• AIM OF THE TASK
Would you retype the records below exactly as they appear?

• STUDY MATERIAL
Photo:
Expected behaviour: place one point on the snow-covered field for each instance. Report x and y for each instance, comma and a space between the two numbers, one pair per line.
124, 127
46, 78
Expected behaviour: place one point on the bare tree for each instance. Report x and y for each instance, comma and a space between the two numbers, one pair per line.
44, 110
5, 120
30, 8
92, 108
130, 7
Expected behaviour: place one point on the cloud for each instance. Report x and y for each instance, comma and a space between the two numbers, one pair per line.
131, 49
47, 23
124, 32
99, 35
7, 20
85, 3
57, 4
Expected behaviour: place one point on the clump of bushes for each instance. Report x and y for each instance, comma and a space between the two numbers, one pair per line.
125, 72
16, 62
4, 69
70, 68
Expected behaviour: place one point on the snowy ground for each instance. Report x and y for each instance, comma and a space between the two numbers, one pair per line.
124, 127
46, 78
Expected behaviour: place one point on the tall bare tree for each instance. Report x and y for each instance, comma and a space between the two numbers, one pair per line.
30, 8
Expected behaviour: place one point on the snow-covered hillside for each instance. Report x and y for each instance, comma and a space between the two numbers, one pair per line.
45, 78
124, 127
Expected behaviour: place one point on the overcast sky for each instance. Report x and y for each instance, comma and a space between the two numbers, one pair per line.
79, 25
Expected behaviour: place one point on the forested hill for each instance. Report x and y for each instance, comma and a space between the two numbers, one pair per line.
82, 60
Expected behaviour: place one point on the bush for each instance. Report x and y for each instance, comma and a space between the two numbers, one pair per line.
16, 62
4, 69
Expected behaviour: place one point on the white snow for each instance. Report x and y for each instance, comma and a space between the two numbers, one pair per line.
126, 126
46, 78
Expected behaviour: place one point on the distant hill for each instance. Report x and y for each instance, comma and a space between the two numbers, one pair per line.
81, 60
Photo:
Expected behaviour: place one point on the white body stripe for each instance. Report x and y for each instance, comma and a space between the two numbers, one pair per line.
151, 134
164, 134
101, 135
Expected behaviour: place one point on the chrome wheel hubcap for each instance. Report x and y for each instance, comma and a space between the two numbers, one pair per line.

• WRITTEN RESPONSE
Photo:
Expected behaviour: place one point on the snow-covered field for each instance. Report x and y for each instance, comma and a space between the two numbers, one pair per line.
124, 127
46, 78
Expected behaviour: place one point on the bare tree for each instance. Report x and y for each instance, comma and a space between the two numbers, one pair per line.
44, 110
5, 120
30, 8
92, 108
130, 7
Expected behaviour: place one point on the cloud for each instance. Report x and y for each instance, comma and a space between the two numbers, one pair per line.
131, 49
47, 23
124, 32
99, 35
7, 20
85, 3
57, 4
Expected behaviour: place one point on the clump of bushes for each instance. Report x and y for each instance, comma and a space between the two numbers, one pair per line.
125, 72
16, 62
4, 69
70, 68
Expected behaviour: place one point on the snowy ground for each instance. Report x and y for each instance, comma and a space between the two numbers, one pair per line.
124, 127
46, 78
Expected behaviour: place one point on the tall bare tree for each instance. Report x and y for each instance, comma and a space between the two numbers, one pair per line.
30, 8
Expected behaviour: place one point on the snow-covered hillside for each instance. Report x and y for each instance, comma and a space between the two numbers, one pair per line.
45, 78
124, 127
Expected behaviour: place one point on the overcast sky for each instance. Report x and y for each instance, comma and a space between the two numbers, one pair per line.
79, 25
Expected behaviour: place one point on the forested hill for each instance. Report x and y for each instance, comma and a space between the two numbers, one pair per line.
82, 60
Expected behaviour: place one point on the bush for each instance. Report x and y for each instance, comma and a space between the two numbers, one pair per line.
16, 62
4, 69
Expected behaviour: place one point on the white snow for each instance. Report x and y for each instance, comma and a space between the two numbers, one pair per line.
126, 126
46, 78
Expected behaviour: place one point on the distant hill for each instance. Report x and y for each instance, comma and a space between the two numbers, one pair per line.
81, 60
Photo:
Expected behaviour: place one point on the white body stripe for each instance. Report x and y for each instance, comma and a space between the two numbers, one pair per line.
151, 134
164, 134
101, 135
Expected behaviour: place one point on the chrome wheel hubcap for each instance. Report x and y for each instance, comma and a space between the two numbers, one pair per line.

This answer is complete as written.